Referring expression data
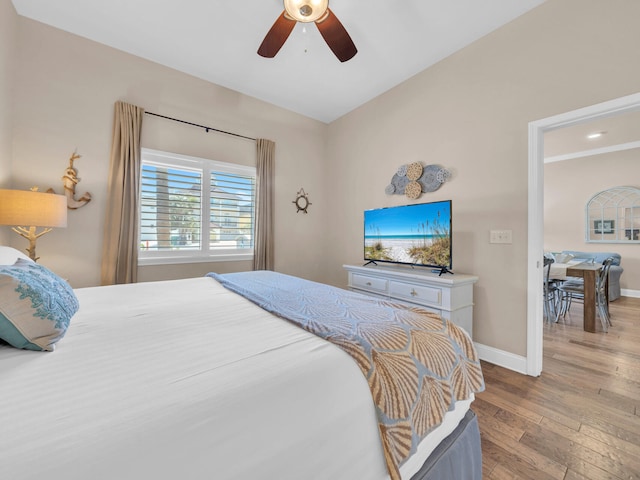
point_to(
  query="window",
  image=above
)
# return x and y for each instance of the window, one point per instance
(613, 216)
(193, 209)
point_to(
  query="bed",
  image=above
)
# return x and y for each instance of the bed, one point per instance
(189, 379)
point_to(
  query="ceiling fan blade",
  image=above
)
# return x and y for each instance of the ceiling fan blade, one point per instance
(276, 36)
(336, 37)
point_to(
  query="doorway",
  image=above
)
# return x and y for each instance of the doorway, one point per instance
(537, 130)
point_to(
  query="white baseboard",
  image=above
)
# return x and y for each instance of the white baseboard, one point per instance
(517, 363)
(630, 293)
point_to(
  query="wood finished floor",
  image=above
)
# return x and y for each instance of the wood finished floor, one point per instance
(581, 418)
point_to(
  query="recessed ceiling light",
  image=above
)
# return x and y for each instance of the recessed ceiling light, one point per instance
(594, 135)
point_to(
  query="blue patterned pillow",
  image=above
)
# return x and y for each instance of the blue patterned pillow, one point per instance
(35, 306)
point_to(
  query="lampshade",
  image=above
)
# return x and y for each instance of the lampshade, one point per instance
(306, 10)
(32, 209)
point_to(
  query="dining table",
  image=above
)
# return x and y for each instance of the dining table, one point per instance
(588, 271)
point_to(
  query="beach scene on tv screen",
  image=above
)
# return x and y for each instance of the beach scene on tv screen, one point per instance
(416, 234)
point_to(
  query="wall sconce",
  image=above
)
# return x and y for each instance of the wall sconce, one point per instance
(33, 209)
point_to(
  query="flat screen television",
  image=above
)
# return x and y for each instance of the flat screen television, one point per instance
(418, 234)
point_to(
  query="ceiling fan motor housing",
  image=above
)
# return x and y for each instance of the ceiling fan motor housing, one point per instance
(306, 10)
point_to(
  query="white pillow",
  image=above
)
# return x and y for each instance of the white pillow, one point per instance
(8, 255)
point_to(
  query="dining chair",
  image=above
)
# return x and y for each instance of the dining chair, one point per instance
(550, 292)
(573, 289)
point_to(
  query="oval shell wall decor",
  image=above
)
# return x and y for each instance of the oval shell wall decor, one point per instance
(413, 190)
(412, 180)
(414, 171)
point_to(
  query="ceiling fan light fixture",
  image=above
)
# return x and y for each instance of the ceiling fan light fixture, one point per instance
(306, 11)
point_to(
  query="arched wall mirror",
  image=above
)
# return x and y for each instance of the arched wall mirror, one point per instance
(613, 216)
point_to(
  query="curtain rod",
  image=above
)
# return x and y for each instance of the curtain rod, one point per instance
(200, 126)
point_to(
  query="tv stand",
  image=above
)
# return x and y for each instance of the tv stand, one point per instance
(450, 296)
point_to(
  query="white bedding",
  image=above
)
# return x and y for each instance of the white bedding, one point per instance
(186, 380)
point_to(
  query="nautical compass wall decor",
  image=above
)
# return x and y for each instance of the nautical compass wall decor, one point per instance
(302, 201)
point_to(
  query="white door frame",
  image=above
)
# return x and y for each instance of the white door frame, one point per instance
(537, 130)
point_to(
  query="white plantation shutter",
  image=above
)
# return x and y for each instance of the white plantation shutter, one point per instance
(232, 210)
(195, 209)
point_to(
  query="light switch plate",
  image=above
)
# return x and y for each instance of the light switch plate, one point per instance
(500, 236)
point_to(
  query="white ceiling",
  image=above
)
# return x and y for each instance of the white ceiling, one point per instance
(216, 40)
(619, 132)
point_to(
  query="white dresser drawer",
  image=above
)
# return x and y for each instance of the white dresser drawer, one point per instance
(416, 293)
(372, 284)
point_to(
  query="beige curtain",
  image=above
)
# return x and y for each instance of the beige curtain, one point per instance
(120, 241)
(265, 167)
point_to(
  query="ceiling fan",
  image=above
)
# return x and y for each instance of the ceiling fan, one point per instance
(307, 11)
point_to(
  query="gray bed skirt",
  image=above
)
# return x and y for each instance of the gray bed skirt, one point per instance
(458, 457)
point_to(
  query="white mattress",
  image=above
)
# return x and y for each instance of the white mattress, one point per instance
(186, 380)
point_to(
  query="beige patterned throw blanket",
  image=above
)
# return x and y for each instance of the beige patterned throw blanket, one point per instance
(417, 364)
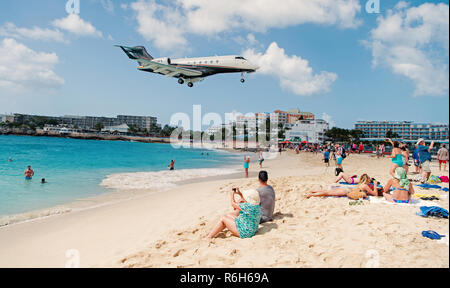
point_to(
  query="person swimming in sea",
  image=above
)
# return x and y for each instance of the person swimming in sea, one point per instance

→ Exercise objective
Exactly retype each record above, dropping images.

→ Result of this exercise
point_to(
  query="window",
  image=above
)
# return x and y for each instance of the window, one point per instance
(613, 216)
(193, 209)
point_to(
  query="bed",
  image=above
)
# return x and y for each instance of the bed, one point per instance
(189, 379)
point_to(
  query="ceiling fan blade",
  image=above
)
# return x and y for each instance of the ceiling fan blade, one point per instance
(276, 36)
(336, 37)
point_to(
  query="doorway",
  image=above
)
# return x and y for each instance of the doorway, one point per instance
(537, 130)
point_to(
  query="white baseboard",
  image=above
)
# return x and y for each instance of the white baseboard, one point per instance
(517, 363)
(630, 293)
point_to(
  query="wood finished floor",
  image=above
)
# return x and y for each instance of the wood finished floor, one point per instance
(581, 418)
point_to(
  query="recessed ceiling light",
  image=above
)
# return x and y for each instance of the recessed ceiling light, one point per instance
(594, 135)
point_to(
  query="blue patterned pillow",
  image=above
)
# return x and y for each instance of the blue patterned pillow, one point per instance
(35, 306)
point_to(
  query="lampshade",
  image=above
)
# return x and y for each instance of the lampshade, one point per instance
(306, 10)
(32, 209)
point_to(
  query="dining table",
  image=above
)
# return x and y for each instance of the dining table, one point per instance
(588, 271)
point_to(
  query="beach scene on tv screen",
  image=above
)
# return x and y for each instance of the beach scene on tv screen, one point per instance
(416, 234)
point_to(
  query="wall sconce",
  image=above
)
# return x and y for each instance of the wall sconce, one point per instance
(33, 209)
point_to(
  query="flat screen television",
  image=above
)
# return x and y for each instance of the flat screen television, one point per instance
(418, 234)
point_to(
  query="ceiling fan motor housing",
  image=above
)
# return x and y for each instance of the ceiling fan motor housing, one point per instance
(306, 10)
point_to(
  query="white pillow",
  image=above
)
# return x and y for each instance of the white pillow, one point per instance
(8, 255)
point_to(
  query="dining chair",
  image=above
)
# return x and y for each instance of the dining chair, one point per instance
(550, 292)
(573, 289)
point_to(
  query="oval shell wall decor",
  image=above
)
# return x and y for each instance of the oval shell wall decor, one point per instance
(413, 190)
(412, 180)
(414, 171)
point_to(
  query="ceiling fan light fixture",
  image=above
)
# return x and y for each instance of the ceiling fan light fixture, one point per instance
(306, 11)
point_to(
  query="arched wall mirror",
  image=above
)
# return x and y for each instance of the arched wall mirror, one point per instance
(613, 216)
point_to(
  query="curtain rod",
  image=above
)
# return x and y for each instance of the curtain rod, one point per instance
(200, 126)
point_to(
  query="tv stand",
  image=above
)
# return x and y for each instance of the tv stand, one point per instance
(450, 296)
point_to(
  query="white bedding",
  image=above
)
# return x and y for each instance of the white bedding, one point per instance
(186, 380)
point_to(
  query="nautical compass wall decor",
  image=above
)
# return x and y for each instance of the nautical compass wall decor, one point per instance
(302, 201)
point_to(
  query="white door frame",
  image=above
)
# return x and y for each instance of the white door frame, one point per instance
(537, 130)
point_to(
  query="white plantation shutter",
  image=above
)
# return x and y for each instance of the white plantation shutter, one point per instance
(232, 210)
(195, 209)
point_to(
  query="light switch plate",
  image=above
)
# return x and y for each instance of the light switch plate, one point per instance
(500, 236)
point_to(
  query="white ceiling",
  image=above
)
# return x and y for each instance of the white ceiling, one point per instance
(216, 40)
(619, 132)
point_to(
  query="white dresser drawer",
  image=above
)
# return x and y for each instance of the white dresser drawer, one point per instance
(416, 293)
(372, 284)
point_to(
  query="beige curtain",
  image=above
)
# return x and y for each instance of the beige curtain, one point per instance
(120, 241)
(265, 167)
point_to(
  query="ceiling fan",
  image=above
)
# return x and y for each instance of the ceiling fan, one point per instance
(307, 11)
point_to(
  query="gray bed skirt",
  image=above
)
# return x and y for each instance of the gray bed skirt, one point per instance
(458, 457)
point_to(
  query="white mattress",
  image=above
)
# return x and y for each instance of the white mattress, one point per instance
(186, 380)
point_to(
  query="beige patterned throw blanket",
  image=above
)
# return x and y for each instance of the beige patterned throw blanket, one point per instance
(417, 364)
point_to(
  query="person swimming in sea",
  image=above
)
# return x and y for each instance of the person swimming in sea, one point per instance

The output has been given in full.